REQUIRED WORK
[1] Copy word for word the section of the article on weight gain that starts with the words containing "The Battle of" and ends with "feelings and fears.".
[2] Carry on the article about weight gain and obesity from the point where it stops.

SELECTED EXCERPT
──────────────────────────────

The Battle of the Bulge
Methane-producing bacteria. Mutating genes. Hunger-inducing hormones. Understanding the myriad microscopic factors inside our bodies that contribute to weight gain and obesity could help curb the epidemic—and tip the scale toward improved disease prevention.
In the clinic’s waiting room, Jenny M. is looking down, staring at her feet. She is fighting the urge to get up and walk out. The young woman has made appointments before, only to cancel them. But this time, she is determined. She is going to stop the disease that is ravaging her health—because this time she has a baby girl at home and wants to see her grow up. Adrienne Youdim, MD, has seen this many times. She offers assurances and puts her new patient at ease, inviting Jenny to open up about her feelings and fears.
Jenny does not have cancer or heart disease—though she is at risk for both. She has a condition shared by 68 percent of American adults: She is overweight.

──────────────────────────────

GIVEN ENTRIES
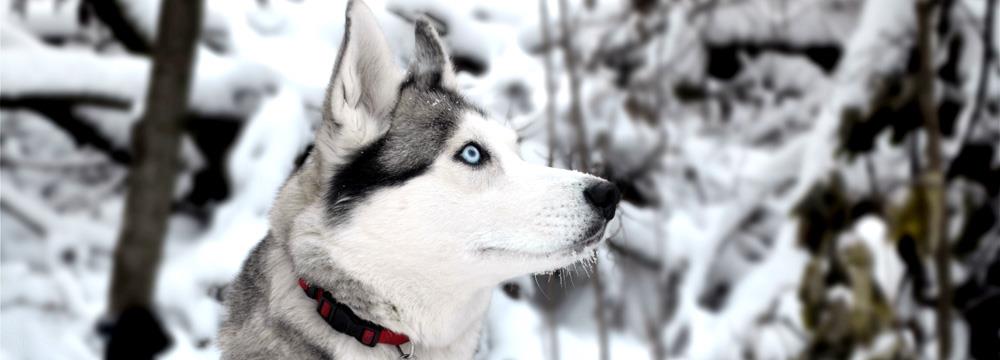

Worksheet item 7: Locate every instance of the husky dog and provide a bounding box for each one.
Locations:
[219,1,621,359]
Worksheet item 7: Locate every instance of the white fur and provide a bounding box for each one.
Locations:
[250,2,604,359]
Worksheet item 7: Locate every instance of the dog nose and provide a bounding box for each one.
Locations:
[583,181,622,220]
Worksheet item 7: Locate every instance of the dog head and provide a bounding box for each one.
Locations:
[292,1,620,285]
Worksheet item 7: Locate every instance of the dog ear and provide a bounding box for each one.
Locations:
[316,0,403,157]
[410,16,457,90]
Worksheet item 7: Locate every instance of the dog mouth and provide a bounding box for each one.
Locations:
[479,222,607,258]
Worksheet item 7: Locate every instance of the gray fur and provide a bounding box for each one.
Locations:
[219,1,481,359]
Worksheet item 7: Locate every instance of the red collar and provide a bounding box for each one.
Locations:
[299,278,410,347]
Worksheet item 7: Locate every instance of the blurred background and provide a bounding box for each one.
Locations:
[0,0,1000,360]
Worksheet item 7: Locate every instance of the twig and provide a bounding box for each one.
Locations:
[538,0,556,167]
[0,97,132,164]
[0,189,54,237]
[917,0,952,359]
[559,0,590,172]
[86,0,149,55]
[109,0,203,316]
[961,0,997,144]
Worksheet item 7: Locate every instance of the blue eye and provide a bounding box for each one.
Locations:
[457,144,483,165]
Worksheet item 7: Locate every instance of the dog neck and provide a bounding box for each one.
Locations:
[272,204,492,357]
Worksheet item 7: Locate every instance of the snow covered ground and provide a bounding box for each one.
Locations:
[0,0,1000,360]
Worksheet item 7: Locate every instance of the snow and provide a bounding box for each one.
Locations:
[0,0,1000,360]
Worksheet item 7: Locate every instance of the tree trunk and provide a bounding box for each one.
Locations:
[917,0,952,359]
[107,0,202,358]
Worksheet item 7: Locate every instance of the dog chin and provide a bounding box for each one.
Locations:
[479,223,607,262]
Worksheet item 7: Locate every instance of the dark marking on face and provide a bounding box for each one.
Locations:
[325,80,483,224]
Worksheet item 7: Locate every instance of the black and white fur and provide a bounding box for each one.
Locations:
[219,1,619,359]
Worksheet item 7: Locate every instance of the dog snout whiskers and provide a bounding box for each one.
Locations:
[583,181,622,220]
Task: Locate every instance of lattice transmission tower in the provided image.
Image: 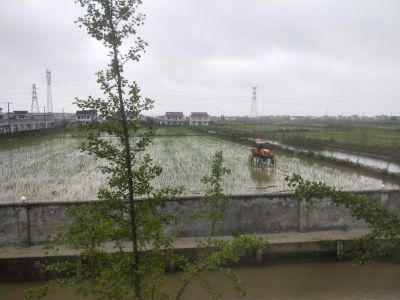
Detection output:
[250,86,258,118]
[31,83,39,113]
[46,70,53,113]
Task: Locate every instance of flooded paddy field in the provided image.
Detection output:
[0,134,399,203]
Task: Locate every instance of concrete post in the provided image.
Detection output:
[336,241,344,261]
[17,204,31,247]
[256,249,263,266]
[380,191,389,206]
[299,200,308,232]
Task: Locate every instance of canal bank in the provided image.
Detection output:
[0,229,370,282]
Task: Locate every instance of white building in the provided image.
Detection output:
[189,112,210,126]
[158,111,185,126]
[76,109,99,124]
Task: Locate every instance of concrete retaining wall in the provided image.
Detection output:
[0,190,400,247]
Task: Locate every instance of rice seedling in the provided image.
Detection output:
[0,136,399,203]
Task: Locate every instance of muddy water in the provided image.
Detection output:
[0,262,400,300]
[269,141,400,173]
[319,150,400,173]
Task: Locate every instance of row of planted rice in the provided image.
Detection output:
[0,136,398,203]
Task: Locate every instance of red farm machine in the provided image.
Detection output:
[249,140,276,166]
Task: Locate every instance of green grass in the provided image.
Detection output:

──────────────────────────────

EXPECTED RESPONSES
[1]
The Battle of the Bulge
Methane-producing bacteria. Mutating genes. Hunger-inducing hormones. Understanding the myriad microscopic factors inside our bodies that contribute to weight gain and obesity could help curb the epidemic—and tip the scale toward improved disease prevention.
In the clinic’s waiting room, Jenny M. is looking down, staring at her feet. She is fighting the urge to get up and walk out. The young woman has made appointments before, only to cancel them. But this time, she is determined. She is going to stop the disease that is ravaging her health—because this time she has a baby girl at home and wants to see her grow up. Adrienne Youdim, MD, has seen this many times. She offers assurances and puts her new patient at ease, inviting Jenny to open up about her feelings and fears.

[2]
We all know someone like Jenny. We also know that weight is a key risk factor in a number of serious health conditions besides heart disease and cancer, including stroke, diabetes, infertility, and Alzheimer’s disease. And we are very well aware that a healthy diet and regular exercise are paramount to good health. But what we did not know until very recently is that what is already inside us—genes, hormones, fat cells, and microbes—may be as important as the food we eat and, in some cases, more so.
Against the obesity epidemic, behavioral and lifestyle changes too often fail to produce any significant lasting changes. To find out why, scientists are taking a microscopic approach to the problem, with research into the molecular and cellular mechanisms that control appetite and weight gain—and their findings could have a sizeable and much-needed impact on disease prevention.